▶ **EXERCISE BRIEF**
Repeat the material below word for word, starting at the first line that contains "the window with red shutter" and continuing through the final line of the material.

▶ **DATASET**
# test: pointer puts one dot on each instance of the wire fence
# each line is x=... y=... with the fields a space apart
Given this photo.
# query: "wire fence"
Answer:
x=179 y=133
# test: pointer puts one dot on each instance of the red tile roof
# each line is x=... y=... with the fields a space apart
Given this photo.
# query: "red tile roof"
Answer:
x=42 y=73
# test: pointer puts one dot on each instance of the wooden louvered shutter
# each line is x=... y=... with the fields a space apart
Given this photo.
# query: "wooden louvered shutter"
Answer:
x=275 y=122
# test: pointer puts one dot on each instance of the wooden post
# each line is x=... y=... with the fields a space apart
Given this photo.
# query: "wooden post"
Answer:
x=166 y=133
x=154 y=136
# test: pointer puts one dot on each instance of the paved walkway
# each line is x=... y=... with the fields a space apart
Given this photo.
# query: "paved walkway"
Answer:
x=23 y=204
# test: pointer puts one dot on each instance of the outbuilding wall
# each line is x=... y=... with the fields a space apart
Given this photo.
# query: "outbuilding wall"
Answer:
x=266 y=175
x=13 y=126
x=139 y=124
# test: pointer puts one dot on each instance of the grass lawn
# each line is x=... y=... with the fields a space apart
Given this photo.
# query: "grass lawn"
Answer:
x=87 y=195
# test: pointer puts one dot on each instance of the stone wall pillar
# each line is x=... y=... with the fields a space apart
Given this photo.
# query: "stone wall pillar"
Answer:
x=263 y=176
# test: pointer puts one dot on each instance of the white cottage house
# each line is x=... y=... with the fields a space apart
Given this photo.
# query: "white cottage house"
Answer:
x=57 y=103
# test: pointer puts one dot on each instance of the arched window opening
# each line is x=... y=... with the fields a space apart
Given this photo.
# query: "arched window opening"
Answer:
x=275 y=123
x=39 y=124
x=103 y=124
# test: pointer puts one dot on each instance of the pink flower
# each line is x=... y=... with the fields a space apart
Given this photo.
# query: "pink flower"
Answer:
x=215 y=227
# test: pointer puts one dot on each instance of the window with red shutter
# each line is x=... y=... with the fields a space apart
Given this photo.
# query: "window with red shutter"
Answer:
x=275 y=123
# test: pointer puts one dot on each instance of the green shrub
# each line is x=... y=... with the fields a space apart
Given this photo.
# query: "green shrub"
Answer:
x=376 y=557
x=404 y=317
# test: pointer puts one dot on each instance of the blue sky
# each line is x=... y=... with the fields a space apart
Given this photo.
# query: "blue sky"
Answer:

▶ **ANSWER FOR THE TASK**
# test: pointer puts one dot on each instance of the window with red shutter
# each line is x=... y=... with the fields a space apart
Given this photo.
# query: "window with red shutter"
Answer:
x=275 y=123
# test: pointer puts one dot on each instance of the green shrub
# each line is x=... y=... with the fields a space apart
Given this photo.
# query: "green shrub"
Answer:
x=376 y=557
x=404 y=317
# test: pointer puts one dot on each instance of the blue sky
# each line is x=... y=... with the fields a space apart
Given this photo.
# query: "blue sky"
Answer:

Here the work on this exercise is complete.